## Challenges
- 1) Decide whether each statement below agrees with the river-fencing thread: (a) the side of the plot along the river is left unfenced; (b) the problem provides 150 meters of fencing; (c) the reply gives the derivative of the area as 120-4x. Answer yes or no for each and quote the words of the thread that decide it.
- 2) Continue the river-fencing thread below, starting right after its final line.

## Extract to read
Start
# Fencing next to a river

GinoJ
Posers and Puzzles 12 Mar '07 02:49
1. 12 Mar '07 02:49
You have 120 meters of fencing to enclose a rectangular plot that borders on a river. If you do not fence the side along the river, find the length and width of the plot that will maximize the area. What is the largest area that can be enclosed? Show your work.
2. 12 Mar '07 02:57
Originally posted by GinoJ
You have 120 meters of fencing to enclose a rectangular plot that borders on a river. If you do not fence the side along the river, find the length and width of the plot that will maximize the area. What is the largest area that can be enclosed? Show your work.
let the two sides perpendicular to the river both be of length x. This allos the length of the one side parellel to the river to be 120-2x. Now, it is just a simple optimazation problem:
A=(120-2x)(X)
A=120x-2x^2
now we must find the derivative
dA/dx=120-4x
to maximize area, dA/dx must equal 0 so...
End
## Records supplied
Start
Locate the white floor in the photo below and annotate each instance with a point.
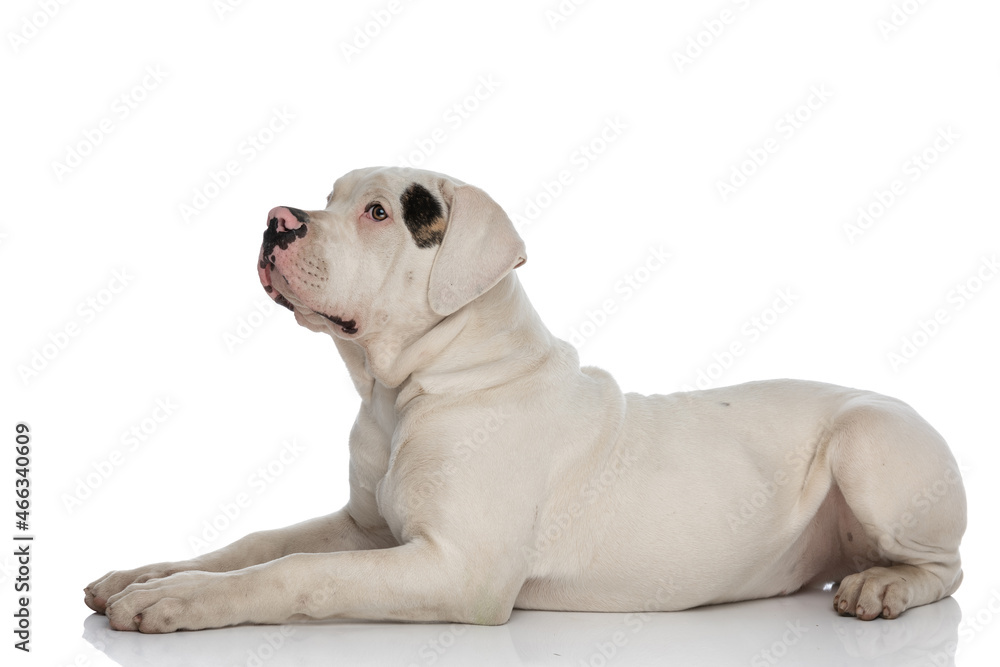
(798, 630)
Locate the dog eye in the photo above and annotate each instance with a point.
(377, 211)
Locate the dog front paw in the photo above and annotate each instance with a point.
(99, 591)
(181, 601)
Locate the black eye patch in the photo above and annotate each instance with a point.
(423, 216)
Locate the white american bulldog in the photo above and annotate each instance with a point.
(489, 471)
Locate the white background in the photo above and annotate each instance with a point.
(191, 287)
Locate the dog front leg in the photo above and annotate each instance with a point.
(417, 581)
(334, 532)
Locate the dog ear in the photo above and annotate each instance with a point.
(480, 247)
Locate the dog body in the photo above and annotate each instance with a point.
(489, 471)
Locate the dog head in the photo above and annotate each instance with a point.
(395, 249)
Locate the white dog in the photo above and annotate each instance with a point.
(489, 471)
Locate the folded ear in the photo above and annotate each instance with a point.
(480, 247)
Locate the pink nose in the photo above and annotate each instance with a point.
(288, 218)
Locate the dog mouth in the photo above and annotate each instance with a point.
(265, 266)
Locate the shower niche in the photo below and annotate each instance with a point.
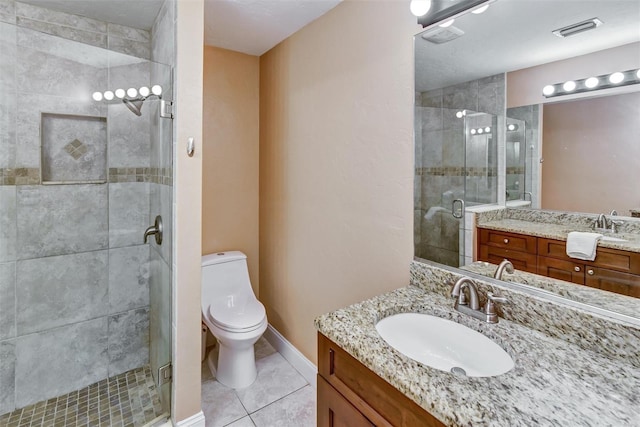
(73, 149)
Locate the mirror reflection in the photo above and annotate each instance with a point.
(572, 153)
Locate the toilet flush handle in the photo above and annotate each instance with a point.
(156, 230)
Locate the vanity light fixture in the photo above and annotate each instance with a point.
(578, 27)
(131, 94)
(604, 81)
(480, 130)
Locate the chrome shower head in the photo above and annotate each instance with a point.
(135, 105)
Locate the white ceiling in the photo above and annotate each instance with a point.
(248, 26)
(255, 26)
(516, 34)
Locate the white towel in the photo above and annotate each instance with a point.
(582, 245)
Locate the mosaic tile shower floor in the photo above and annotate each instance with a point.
(128, 399)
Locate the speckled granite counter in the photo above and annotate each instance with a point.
(556, 225)
(555, 381)
(623, 304)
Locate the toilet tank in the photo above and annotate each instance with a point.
(223, 274)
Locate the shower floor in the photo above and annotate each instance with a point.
(128, 399)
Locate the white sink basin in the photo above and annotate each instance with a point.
(444, 345)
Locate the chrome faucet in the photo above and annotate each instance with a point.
(505, 265)
(155, 230)
(472, 307)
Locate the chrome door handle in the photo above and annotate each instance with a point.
(155, 230)
(457, 213)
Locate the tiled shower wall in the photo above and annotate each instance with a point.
(440, 163)
(74, 274)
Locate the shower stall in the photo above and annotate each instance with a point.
(86, 165)
(458, 131)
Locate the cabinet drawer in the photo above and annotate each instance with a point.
(613, 281)
(511, 241)
(561, 269)
(376, 399)
(521, 260)
(628, 262)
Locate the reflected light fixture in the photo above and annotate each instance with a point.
(604, 81)
(420, 7)
(480, 10)
(447, 23)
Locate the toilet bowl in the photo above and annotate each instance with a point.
(234, 316)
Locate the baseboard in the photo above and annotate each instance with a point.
(196, 420)
(301, 364)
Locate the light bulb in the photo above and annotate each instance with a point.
(447, 23)
(591, 82)
(616, 78)
(548, 90)
(420, 7)
(481, 9)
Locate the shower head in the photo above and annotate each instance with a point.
(135, 105)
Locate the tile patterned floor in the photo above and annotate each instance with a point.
(128, 399)
(280, 396)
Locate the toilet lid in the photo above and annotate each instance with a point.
(233, 314)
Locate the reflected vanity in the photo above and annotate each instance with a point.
(560, 161)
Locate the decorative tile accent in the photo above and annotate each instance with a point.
(19, 176)
(162, 176)
(457, 171)
(128, 399)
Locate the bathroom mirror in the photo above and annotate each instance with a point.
(473, 64)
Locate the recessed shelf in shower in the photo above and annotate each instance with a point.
(73, 149)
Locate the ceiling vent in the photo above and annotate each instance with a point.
(440, 35)
(580, 27)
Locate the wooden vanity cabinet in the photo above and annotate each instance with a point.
(613, 270)
(350, 394)
(494, 246)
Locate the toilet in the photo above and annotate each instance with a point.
(234, 316)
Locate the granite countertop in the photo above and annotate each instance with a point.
(607, 300)
(560, 231)
(554, 382)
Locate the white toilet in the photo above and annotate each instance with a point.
(234, 316)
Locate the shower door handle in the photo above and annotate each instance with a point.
(457, 213)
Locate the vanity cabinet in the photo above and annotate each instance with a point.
(613, 270)
(350, 394)
(494, 246)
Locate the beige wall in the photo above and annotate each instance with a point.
(187, 209)
(591, 154)
(230, 163)
(524, 87)
(336, 164)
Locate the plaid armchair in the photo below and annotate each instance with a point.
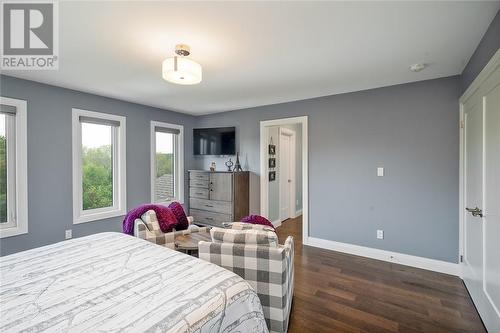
(253, 252)
(148, 228)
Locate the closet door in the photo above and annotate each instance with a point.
(481, 194)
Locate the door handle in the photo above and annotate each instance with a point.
(475, 211)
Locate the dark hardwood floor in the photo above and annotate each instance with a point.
(337, 292)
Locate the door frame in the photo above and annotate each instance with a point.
(293, 195)
(264, 182)
(471, 90)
End
## Expected results
- 1)
(a) Yes: "If you do not fence the side along the river"
(b) No: "You have 120 meters of fencing"
(c) Yes: "dA/dx=120-4x"

- 2)
0=120-4x
-120=-4x
x=30
so the demensions are 30 by 60. This maximizes the area at 180 meters^2.
3. 12 Mar '07 02:59
Originally posted by TDR1
let the two sides perpendicular to the river both be of length x. This allos the length of the one side parellel to the river to be 120-2x. Now, it is just a simple optimazation problem:
A=(120-2x)(X)
A=120x-2x^2
now we must find the derivative
dA/dx=120-4x
to maximize area, dA/dx must equal 0 so...
0=120-4x
-120=-4x
x=30
so the demensions are 30 by 60. This maximizes the area at 180 meters^2.
That was fast dogg.
4. 12 Mar '07 03:01
im in AP AB Calc (sounds like a spelling class) this year and we just learned it so it was easy...got any more?
5. 12 Mar '07 03:04
Originally posted by TDR1
im in AP AB Calc (sounds like a spelling class) this year and we just learned it so it was easy...got any more?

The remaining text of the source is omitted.